抜粋 —
* * *

飲酒運転事故撲滅を図るべく、2022年4月1日以降、アルコールチェックの義務化対象となる事業所等の範囲が拡大されました。黒や緑ナンバー車両ではすでに義務化されていたアルコールチェックを、白ナンバー車両にまで拡大する法改正です。
当初、アルコール検知器の使用義務化も盛り込まれていましたが、現在は延期されています。ではなぜ延期されることになったのでしょうか。この記事では延期の理由とともに、今対象事業者がすべきことを解説します。この機会に、アルコールチェック方法の理解を深めておきましょう。
1.アルコールチェックで検知器使用の義務化が延期!
2.検知器の使用が延期されている間にやっておきたいこと
3.アルコールチェックはすでに義務化されている
4.義務化されたアルコールチェックの内容
5.アルコールチェックは記録簿の作成が義務化されている
6.「みんなのアルコールチェック」で義務化に素早く対応しよう
7.まとめ
2021年の道路交通法施行規則改正により、白ナンバー車両保有事業者に対象拡大したアルコールチェックの義務化には、検知器でのチェックも含まれる予定でした。

* * *

記録一覧 —

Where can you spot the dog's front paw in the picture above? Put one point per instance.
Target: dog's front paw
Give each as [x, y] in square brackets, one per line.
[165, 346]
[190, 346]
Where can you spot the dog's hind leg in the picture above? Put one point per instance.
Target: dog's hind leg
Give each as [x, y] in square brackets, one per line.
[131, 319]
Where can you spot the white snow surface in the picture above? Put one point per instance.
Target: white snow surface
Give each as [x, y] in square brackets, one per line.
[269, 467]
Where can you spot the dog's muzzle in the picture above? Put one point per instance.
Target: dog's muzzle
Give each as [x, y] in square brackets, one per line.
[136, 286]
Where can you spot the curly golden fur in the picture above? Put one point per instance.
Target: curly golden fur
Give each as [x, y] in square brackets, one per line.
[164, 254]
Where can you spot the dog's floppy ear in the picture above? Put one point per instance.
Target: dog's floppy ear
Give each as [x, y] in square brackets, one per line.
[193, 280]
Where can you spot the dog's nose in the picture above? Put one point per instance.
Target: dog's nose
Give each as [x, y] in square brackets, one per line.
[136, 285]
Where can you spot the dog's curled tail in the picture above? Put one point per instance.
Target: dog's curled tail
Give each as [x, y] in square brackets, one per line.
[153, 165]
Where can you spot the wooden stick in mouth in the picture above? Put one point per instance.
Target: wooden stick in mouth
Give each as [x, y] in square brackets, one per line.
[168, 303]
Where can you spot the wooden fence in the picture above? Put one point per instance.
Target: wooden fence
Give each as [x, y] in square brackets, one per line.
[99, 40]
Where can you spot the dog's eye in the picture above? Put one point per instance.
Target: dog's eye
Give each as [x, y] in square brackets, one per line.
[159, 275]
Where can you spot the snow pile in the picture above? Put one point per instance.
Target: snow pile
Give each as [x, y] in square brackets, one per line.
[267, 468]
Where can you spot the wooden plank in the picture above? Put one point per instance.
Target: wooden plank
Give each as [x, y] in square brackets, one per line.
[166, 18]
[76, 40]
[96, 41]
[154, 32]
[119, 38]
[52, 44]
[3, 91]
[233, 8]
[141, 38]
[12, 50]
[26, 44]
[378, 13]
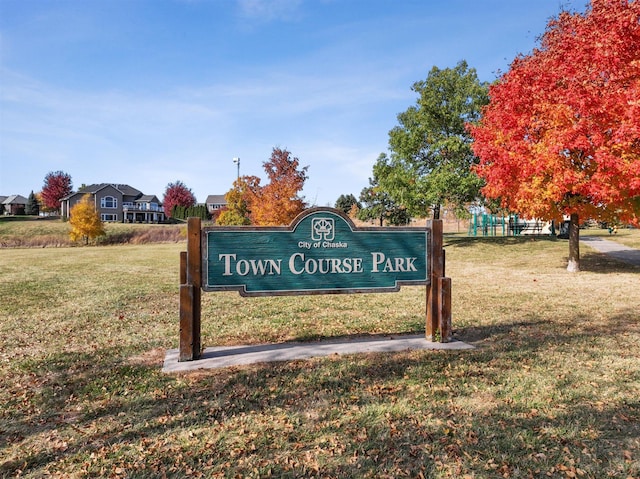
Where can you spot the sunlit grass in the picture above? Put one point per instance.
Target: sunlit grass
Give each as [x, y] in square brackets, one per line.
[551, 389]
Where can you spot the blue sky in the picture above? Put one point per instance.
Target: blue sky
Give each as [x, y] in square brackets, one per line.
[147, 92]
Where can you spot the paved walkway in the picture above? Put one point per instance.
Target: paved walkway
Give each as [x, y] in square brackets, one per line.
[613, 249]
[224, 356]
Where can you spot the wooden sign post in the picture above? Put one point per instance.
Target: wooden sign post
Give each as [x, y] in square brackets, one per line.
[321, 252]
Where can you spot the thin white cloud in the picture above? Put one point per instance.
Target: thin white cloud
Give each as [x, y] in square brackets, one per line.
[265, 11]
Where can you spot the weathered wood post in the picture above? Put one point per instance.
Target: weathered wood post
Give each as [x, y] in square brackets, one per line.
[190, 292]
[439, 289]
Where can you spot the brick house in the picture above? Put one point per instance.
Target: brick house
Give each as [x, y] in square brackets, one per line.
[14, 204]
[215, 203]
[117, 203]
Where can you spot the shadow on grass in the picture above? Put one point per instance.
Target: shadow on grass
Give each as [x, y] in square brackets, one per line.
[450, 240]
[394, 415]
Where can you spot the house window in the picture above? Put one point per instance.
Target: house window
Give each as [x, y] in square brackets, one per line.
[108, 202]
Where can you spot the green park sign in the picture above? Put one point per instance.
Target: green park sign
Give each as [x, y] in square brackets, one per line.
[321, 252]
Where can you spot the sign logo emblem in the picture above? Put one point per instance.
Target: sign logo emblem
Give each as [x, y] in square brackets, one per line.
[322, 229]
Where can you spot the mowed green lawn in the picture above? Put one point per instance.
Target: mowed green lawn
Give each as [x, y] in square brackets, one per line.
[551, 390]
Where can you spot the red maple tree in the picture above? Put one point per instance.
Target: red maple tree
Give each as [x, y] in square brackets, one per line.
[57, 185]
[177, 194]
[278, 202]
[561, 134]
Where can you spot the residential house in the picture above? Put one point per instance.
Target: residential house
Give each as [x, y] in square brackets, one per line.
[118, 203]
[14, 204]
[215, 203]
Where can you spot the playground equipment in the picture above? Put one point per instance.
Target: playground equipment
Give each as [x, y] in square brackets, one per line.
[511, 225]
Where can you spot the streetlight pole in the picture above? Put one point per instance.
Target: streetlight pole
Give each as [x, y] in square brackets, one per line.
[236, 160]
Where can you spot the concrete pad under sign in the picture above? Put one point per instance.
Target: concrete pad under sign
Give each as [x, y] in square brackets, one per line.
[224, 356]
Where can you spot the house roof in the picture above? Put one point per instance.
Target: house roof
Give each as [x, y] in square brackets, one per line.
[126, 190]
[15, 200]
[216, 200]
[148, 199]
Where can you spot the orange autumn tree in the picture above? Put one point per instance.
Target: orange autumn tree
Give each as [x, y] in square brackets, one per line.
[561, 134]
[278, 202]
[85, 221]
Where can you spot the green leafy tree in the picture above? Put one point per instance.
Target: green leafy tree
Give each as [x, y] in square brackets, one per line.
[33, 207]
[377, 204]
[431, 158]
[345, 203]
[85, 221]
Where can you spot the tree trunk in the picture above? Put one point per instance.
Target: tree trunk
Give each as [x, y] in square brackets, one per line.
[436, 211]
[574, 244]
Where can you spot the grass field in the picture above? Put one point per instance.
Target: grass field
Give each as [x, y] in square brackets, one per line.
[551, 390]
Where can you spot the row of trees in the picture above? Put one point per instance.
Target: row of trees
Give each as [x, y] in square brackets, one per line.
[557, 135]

* * *

課題 — 抜粋によると、アルコールチェックの義務化対象となる事業所等の範囲が拡大されたのはいつ以降ですか。

最終回答 — 2022年4月1日以降です。